▸ Task statement
Lay out the stretch of data below from its start through the line containing "0,0 -> 640,195" as a JSON list of strings, one string per line, with blank lines dropped. Omit the pictures.

▸ Supplied material
-- Start --

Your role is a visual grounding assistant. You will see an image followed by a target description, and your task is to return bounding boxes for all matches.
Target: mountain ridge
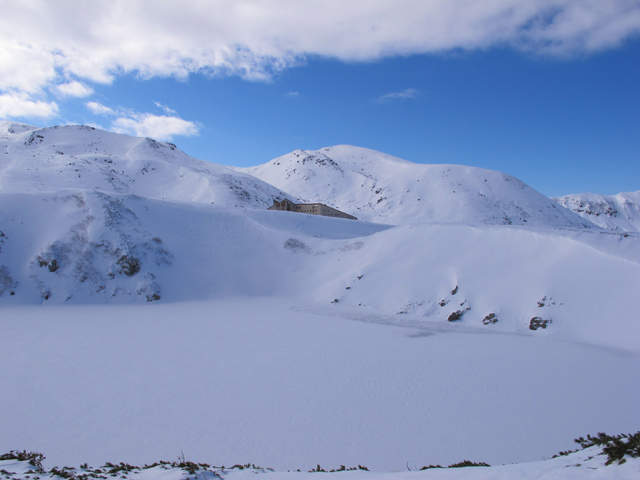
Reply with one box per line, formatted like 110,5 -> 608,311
242,145 -> 593,228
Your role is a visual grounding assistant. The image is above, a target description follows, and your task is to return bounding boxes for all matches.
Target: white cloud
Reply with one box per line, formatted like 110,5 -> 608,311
0,93 -> 58,118
111,113 -> 200,140
85,102 -> 200,140
85,102 -> 116,115
56,81 -> 93,97
377,88 -> 420,103
153,102 -> 178,115
0,0 -> 640,94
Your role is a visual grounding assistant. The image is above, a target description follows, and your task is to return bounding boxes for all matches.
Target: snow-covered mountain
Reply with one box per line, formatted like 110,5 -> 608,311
240,145 -> 592,227
0,121 -> 294,207
554,190 -> 640,232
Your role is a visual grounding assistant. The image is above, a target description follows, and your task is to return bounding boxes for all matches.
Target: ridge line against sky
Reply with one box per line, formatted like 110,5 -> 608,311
0,0 -> 640,195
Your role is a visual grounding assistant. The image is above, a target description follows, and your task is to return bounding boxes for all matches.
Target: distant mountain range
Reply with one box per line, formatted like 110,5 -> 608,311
238,145 -> 604,228
554,190 -> 640,232
0,122 -> 640,472
0,121 -> 640,231
0,121 -> 296,208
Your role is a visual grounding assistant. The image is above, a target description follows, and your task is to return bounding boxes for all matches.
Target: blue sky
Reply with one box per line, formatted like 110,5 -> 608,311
0,0 -> 640,196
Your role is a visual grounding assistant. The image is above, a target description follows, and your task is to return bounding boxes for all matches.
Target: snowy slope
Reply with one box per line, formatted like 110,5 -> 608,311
0,121 -> 294,207
0,446 -> 640,480
241,145 -> 592,227
554,190 -> 640,232
0,123 -> 640,472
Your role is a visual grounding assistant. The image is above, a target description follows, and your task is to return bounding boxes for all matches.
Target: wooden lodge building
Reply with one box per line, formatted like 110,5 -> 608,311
268,198 -> 357,220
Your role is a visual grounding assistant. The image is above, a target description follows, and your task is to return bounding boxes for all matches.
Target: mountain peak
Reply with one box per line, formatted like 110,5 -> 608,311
241,145 -> 593,228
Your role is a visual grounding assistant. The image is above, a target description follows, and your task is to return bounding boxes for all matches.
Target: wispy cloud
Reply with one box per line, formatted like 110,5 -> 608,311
376,88 -> 420,103
55,81 -> 93,98
85,102 -> 200,140
0,92 -> 58,118
0,0 -> 640,109
85,102 -> 116,115
153,102 -> 178,115
111,113 -> 200,140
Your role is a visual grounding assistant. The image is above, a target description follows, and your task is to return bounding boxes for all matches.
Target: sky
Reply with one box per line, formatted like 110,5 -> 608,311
0,0 -> 640,196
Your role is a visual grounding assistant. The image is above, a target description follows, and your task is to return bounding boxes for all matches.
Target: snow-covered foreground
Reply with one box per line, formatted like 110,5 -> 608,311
0,298 -> 640,471
0,446 -> 640,480
0,122 -> 640,480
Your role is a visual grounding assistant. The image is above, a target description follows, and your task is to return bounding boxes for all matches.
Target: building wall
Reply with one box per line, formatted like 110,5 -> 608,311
268,198 -> 357,220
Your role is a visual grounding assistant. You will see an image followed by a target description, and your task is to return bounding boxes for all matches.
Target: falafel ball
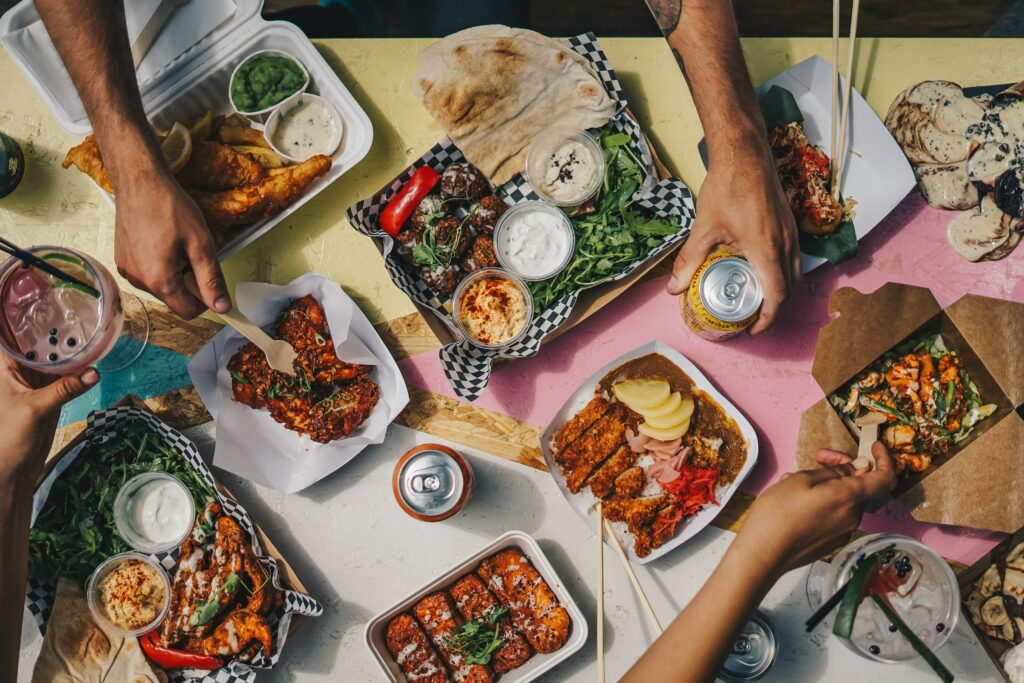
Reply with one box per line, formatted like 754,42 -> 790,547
420,263 -> 462,299
462,234 -> 498,272
469,195 -> 509,234
409,194 -> 445,232
441,162 -> 488,200
433,216 -> 472,261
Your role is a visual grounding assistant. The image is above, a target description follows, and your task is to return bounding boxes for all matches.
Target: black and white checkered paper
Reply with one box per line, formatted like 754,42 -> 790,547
347,33 -> 695,400
26,407 -> 324,683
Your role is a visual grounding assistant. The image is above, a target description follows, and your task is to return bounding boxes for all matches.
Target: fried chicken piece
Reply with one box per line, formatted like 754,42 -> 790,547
449,573 -> 530,674
477,548 -> 572,654
589,443 -> 637,498
384,614 -> 449,683
551,396 -> 611,465
60,135 -> 114,195
413,591 -> 495,683
201,609 -> 272,660
177,140 -> 266,193
186,155 -> 331,229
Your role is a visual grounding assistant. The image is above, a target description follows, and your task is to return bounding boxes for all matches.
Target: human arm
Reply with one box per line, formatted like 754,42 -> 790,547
623,442 -> 896,683
36,0 -> 230,317
0,357 -> 99,681
646,0 -> 801,334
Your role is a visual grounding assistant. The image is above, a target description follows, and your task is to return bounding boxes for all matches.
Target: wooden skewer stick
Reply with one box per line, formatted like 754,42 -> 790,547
833,0 -> 860,199
828,0 -> 841,185
597,501 -> 604,683
602,518 -> 665,636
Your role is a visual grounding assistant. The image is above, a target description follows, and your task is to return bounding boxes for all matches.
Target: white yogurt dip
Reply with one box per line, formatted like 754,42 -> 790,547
495,202 -> 574,280
270,96 -> 340,161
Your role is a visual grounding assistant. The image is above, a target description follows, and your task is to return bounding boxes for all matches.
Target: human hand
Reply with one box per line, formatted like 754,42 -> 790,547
735,441 -> 896,574
669,142 -> 801,334
114,171 -> 231,317
0,356 -> 99,490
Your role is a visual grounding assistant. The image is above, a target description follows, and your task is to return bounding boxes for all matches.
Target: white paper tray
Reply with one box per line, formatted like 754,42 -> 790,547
0,0 -> 374,259
366,530 -> 589,683
541,341 -> 758,564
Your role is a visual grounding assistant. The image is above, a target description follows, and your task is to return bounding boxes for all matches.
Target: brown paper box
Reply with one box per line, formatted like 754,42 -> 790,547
797,283 -> 1024,533
39,394 -> 309,635
957,528 -> 1024,683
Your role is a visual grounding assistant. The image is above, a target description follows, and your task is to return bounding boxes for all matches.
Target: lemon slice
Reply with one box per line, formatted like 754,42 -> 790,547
160,123 -> 191,173
611,380 -> 672,411
637,420 -> 690,441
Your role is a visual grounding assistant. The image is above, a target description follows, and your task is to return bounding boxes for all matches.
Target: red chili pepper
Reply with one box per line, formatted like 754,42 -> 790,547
381,166 -> 441,238
138,631 -> 224,671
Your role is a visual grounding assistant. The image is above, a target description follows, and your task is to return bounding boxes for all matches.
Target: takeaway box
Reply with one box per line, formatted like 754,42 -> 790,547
797,283 -> 1024,533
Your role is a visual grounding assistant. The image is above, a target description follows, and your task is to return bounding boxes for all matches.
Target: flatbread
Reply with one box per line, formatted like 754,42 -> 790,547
32,579 -> 167,683
413,25 -> 616,184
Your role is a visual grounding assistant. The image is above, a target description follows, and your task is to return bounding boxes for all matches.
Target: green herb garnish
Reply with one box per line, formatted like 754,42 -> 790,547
447,606 -> 508,666
29,422 -> 214,584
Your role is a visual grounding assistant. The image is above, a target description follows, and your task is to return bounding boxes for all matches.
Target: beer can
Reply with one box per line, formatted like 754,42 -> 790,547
718,609 -> 778,681
680,246 -> 764,341
391,443 -> 473,522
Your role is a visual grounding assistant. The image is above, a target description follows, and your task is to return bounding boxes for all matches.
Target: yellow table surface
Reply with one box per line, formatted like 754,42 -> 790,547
0,38 -> 1024,323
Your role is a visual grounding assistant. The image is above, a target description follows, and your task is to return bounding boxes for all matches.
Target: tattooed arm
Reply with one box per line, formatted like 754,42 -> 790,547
646,0 -> 800,334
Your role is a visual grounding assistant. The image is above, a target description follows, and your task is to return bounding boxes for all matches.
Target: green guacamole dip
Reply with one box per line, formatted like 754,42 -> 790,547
231,54 -> 306,112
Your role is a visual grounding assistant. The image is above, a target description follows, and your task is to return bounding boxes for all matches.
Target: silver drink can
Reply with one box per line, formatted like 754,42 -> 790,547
718,609 -> 778,681
391,443 -> 473,521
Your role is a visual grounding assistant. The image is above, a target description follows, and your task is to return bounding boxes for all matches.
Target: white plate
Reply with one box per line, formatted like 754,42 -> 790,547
541,341 -> 758,564
366,530 -> 588,683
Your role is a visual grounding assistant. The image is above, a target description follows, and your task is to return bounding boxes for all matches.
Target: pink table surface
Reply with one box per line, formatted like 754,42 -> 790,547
400,194 -> 1024,564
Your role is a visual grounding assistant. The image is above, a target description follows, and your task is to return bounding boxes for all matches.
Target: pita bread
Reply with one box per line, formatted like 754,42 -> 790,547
413,26 -> 616,185
32,579 -> 167,683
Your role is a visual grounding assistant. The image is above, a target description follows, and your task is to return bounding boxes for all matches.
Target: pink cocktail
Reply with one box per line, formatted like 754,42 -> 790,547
0,247 -> 124,375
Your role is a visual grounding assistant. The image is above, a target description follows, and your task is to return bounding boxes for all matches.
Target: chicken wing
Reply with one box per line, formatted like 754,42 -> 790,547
186,155 -> 331,230
177,140 -> 266,191
385,614 -> 449,683
477,548 -> 572,654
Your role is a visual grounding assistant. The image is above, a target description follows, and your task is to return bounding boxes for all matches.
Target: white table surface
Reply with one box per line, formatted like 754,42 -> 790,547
18,425 -> 999,683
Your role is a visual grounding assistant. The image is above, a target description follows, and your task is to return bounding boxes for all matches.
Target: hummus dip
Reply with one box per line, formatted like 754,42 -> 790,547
459,275 -> 529,346
97,558 -> 168,631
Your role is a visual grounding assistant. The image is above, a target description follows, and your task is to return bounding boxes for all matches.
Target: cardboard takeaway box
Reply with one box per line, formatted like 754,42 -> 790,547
797,283 -> 1024,533
957,528 -> 1024,683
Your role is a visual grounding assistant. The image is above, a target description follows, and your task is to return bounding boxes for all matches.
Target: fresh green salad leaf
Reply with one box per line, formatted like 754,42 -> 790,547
29,423 -> 214,584
529,128 -> 680,314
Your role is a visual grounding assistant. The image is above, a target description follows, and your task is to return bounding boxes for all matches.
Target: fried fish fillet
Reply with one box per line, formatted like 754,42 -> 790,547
177,140 -> 266,191
477,548 -> 572,654
61,135 -> 114,195
186,155 -> 331,229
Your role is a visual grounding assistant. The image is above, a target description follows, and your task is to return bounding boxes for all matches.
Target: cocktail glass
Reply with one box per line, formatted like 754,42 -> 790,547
0,246 -> 132,375
807,533 -> 961,664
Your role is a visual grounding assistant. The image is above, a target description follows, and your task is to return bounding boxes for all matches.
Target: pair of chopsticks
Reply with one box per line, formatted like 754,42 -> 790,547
0,238 -> 99,298
597,501 -> 664,683
830,0 -> 860,200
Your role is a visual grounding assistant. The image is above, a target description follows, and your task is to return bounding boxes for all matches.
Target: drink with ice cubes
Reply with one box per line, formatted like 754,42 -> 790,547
807,533 -> 961,663
0,247 -> 124,375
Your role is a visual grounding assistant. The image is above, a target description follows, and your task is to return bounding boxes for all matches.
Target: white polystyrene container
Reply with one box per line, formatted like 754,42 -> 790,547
0,0 -> 374,258
366,530 -> 589,683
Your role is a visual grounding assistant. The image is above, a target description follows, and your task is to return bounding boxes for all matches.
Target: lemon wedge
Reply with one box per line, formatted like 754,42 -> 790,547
160,123 -> 191,173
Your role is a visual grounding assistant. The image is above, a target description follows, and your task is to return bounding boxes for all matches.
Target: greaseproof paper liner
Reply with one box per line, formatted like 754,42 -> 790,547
188,272 -> 409,494
347,33 -> 695,400
25,407 -> 324,683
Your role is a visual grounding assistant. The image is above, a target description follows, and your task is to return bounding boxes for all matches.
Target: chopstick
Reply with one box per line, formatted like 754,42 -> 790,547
833,0 -> 860,200
0,238 -> 99,298
597,501 -> 604,683
602,517 -> 665,636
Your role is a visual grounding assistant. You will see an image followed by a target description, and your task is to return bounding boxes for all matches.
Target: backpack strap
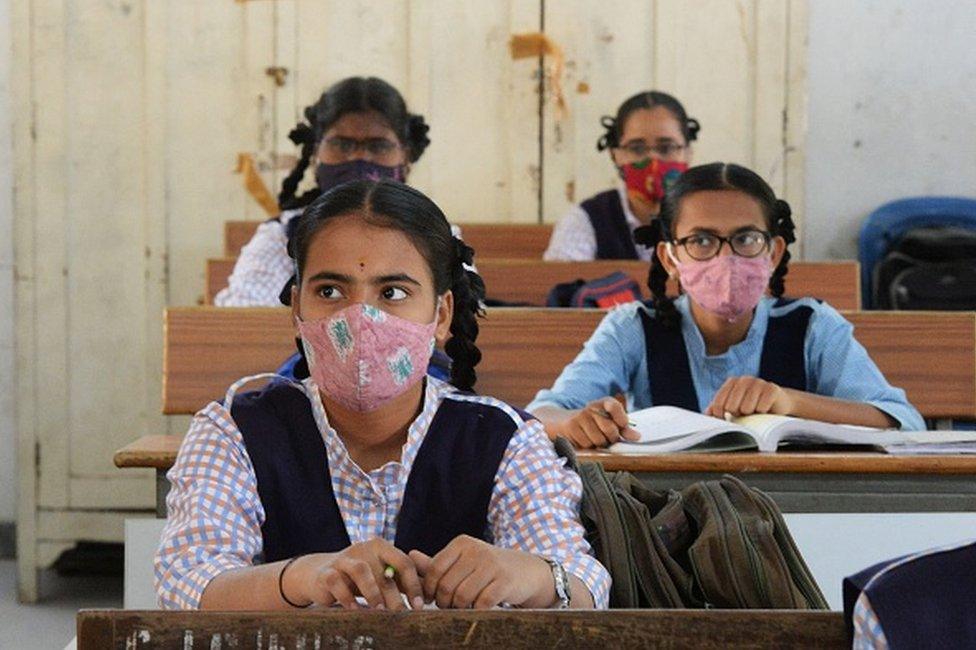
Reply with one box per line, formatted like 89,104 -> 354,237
580,190 -> 639,260
638,309 -> 701,413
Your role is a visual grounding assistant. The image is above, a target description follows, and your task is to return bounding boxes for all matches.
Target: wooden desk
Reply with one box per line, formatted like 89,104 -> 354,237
224,221 -> 552,260
205,257 -> 861,310
114,436 -> 976,517
77,610 -> 850,650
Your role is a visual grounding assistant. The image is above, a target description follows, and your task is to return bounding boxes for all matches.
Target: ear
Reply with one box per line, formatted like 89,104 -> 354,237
654,241 -> 678,278
291,285 -> 302,336
434,290 -> 454,343
771,235 -> 786,269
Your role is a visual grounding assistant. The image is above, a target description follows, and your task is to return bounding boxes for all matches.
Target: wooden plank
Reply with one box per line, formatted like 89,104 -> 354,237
163,308 -> 976,418
77,610 -> 850,650
113,435 -> 976,476
224,221 -> 552,260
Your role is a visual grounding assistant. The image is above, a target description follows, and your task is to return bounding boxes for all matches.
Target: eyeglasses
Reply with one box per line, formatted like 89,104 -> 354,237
672,229 -> 772,262
617,140 -> 685,159
324,135 -> 400,160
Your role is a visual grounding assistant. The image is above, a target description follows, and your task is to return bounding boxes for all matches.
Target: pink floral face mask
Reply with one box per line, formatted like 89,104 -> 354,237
298,301 -> 440,412
668,244 -> 773,323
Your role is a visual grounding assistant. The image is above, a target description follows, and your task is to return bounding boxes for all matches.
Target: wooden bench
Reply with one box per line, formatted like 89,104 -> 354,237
206,258 -> 861,310
77,609 -> 850,650
224,221 -> 552,260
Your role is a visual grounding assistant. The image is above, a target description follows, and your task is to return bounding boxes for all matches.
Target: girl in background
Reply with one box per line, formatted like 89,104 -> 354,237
543,90 -> 700,260
528,163 -> 924,447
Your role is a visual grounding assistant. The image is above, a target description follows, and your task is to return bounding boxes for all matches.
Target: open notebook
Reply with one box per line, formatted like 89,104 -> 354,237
610,406 -> 976,454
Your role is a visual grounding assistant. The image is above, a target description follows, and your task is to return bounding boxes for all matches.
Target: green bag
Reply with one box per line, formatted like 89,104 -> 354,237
556,438 -> 827,609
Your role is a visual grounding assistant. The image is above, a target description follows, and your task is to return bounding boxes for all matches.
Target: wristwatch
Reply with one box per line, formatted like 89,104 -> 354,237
542,557 -> 573,609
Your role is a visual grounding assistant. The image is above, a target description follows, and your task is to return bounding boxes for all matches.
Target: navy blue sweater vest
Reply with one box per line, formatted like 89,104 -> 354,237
844,544 -> 976,648
231,382 -> 517,562
638,298 -> 813,413
580,190 -> 638,260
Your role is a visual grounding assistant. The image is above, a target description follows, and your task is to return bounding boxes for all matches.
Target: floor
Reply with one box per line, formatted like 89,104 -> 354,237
0,560 -> 122,650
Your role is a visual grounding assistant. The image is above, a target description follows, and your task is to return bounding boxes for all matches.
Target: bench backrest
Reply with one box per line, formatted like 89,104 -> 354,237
224,221 -> 552,260
163,307 -> 976,418
206,258 -> 861,310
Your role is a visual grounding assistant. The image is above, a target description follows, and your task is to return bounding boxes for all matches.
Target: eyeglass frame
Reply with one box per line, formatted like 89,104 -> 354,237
668,228 -> 774,262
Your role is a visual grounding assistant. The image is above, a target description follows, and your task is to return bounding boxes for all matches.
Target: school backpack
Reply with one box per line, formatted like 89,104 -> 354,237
872,226 -> 976,311
556,438 -> 827,609
546,271 -> 643,309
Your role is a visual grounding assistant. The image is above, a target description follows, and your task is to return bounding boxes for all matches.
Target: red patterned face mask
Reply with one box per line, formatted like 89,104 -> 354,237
617,158 -> 688,203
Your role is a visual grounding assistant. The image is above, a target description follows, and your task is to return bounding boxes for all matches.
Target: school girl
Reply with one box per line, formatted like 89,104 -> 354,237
543,90 -> 700,260
214,77 -> 430,307
155,181 -> 610,610
528,163 -> 924,447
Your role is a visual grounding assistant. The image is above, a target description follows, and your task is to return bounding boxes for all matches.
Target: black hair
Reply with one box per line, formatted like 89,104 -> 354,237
634,163 -> 796,326
288,180 -> 485,391
596,90 -> 701,151
278,77 -> 430,210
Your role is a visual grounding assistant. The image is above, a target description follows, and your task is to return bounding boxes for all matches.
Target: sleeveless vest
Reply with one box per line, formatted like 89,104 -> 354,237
231,382 -> 517,562
638,298 -> 813,413
580,190 -> 639,260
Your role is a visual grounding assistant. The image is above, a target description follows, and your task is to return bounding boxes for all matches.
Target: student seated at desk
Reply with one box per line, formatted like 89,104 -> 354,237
155,181 -> 610,610
214,77 -> 440,307
543,90 -> 700,261
528,163 -> 924,447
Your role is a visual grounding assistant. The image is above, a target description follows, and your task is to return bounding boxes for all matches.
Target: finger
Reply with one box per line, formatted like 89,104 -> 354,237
603,397 -> 630,429
451,564 -> 495,609
739,381 -> 767,415
319,568 -> 359,609
435,555 -> 478,609
593,413 -> 620,446
424,539 -> 461,603
756,384 -> 779,413
380,544 -> 424,609
335,559 -> 385,608
580,411 -> 617,447
725,377 -> 753,416
474,580 -> 507,609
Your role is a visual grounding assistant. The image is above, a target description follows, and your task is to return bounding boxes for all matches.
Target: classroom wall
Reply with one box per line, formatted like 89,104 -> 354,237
804,0 -> 976,259
0,0 -> 17,528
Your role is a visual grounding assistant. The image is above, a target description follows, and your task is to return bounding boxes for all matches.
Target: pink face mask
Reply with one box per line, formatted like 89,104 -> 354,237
668,244 -> 773,323
298,303 -> 439,413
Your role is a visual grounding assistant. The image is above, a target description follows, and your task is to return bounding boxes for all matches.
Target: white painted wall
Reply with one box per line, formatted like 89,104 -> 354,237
0,0 -> 17,522
803,0 -> 976,259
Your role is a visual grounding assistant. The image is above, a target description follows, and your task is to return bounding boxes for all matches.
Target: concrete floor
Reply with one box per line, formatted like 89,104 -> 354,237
0,560 -> 122,650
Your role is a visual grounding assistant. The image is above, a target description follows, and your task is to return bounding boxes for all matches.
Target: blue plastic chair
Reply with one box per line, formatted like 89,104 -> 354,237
857,196 -> 976,309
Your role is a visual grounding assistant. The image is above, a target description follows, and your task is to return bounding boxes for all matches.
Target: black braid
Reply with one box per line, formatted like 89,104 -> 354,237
444,239 -> 485,391
769,199 -> 796,298
634,223 -> 681,327
278,116 -> 320,210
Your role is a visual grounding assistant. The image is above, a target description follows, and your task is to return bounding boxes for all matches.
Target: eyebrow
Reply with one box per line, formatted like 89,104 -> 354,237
308,271 -> 421,287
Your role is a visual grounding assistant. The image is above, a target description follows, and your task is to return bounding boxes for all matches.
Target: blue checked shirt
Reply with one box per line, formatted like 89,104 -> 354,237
155,377 -> 610,609
528,296 -> 925,430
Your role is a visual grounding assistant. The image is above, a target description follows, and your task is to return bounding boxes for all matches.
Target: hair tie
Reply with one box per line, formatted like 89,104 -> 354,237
596,115 -> 617,151
288,122 -> 315,144
454,237 -> 474,266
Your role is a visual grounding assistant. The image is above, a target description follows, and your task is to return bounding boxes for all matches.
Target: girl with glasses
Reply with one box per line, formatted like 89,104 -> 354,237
543,90 -> 700,260
529,163 -> 924,448
214,77 -> 440,307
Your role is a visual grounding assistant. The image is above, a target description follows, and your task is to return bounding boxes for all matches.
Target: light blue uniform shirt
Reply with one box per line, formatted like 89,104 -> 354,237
528,296 -> 925,430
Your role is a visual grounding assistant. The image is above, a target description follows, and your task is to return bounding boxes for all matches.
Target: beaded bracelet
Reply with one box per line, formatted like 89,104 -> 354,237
278,555 -> 312,609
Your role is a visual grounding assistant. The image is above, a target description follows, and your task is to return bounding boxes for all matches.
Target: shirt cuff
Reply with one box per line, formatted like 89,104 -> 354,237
557,555 -> 610,609
159,555 -> 249,609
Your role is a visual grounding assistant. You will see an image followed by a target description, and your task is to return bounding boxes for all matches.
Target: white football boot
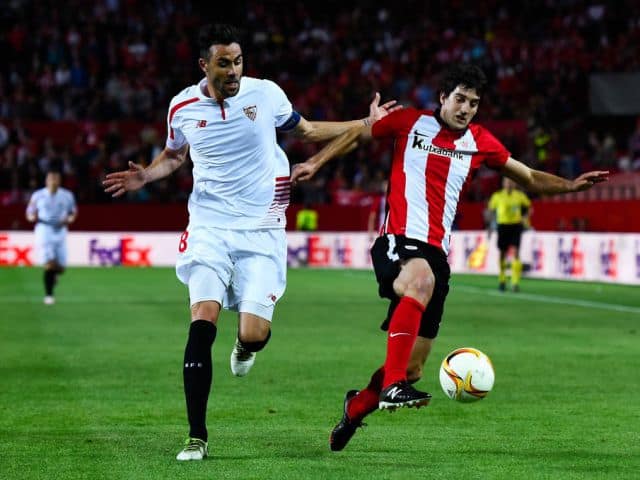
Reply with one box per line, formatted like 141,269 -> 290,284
176,438 -> 209,461
230,338 -> 256,377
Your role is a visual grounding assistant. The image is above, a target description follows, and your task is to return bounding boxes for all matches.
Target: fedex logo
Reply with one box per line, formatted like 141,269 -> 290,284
89,237 -> 151,267
287,235 -> 353,267
0,234 -> 33,267
600,239 -> 618,278
558,237 -> 584,277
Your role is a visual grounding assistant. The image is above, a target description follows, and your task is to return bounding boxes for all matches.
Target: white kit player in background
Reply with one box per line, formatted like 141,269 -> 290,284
104,25 -> 399,460
26,169 -> 78,305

-- End --

▸ Worked answer
[
  "Your role is a visual grounding assistant. You will see an image followed by a target description, and your task is to return bounding boxes for all matches.",
  "Target: mountain ridge",
  "Reply with one box per line, formatted like 110,5 -> 608,311",
  "242,145 -> 593,228",
  "Your role is a visual grounding assistant. The image is above, a target description follows, and your task is to return bounding boxes for all matches.",
  "Target: white cloud",
  "Reply with one box per line, formatted like 110,5 -> 608,311",
  "0,93 -> 58,118",
  "111,113 -> 200,140",
  "85,102 -> 200,140",
  "85,102 -> 116,115",
  "56,81 -> 93,97",
  "377,88 -> 420,103",
  "153,102 -> 178,115",
  "0,0 -> 640,94",
  "Your role is a visual grounding assistant. The image is above, a target description follows, and your task is to return bounding boxes for all matches.",
  "Target: snow-covered mountain",
  "Reply with one box per line, formatted like 110,5 -> 608,311",
  "240,145 -> 592,227",
  "0,121 -> 294,207",
  "554,190 -> 640,232",
  "Your role is a visual grounding assistant. The image is above, a target description follows, and your task is to return bounding boxes for all matches.",
  "Target: ridge line against sky",
  "Reply with one box per line, formatted like 110,5 -> 608,311",
  "0,0 -> 640,195"
]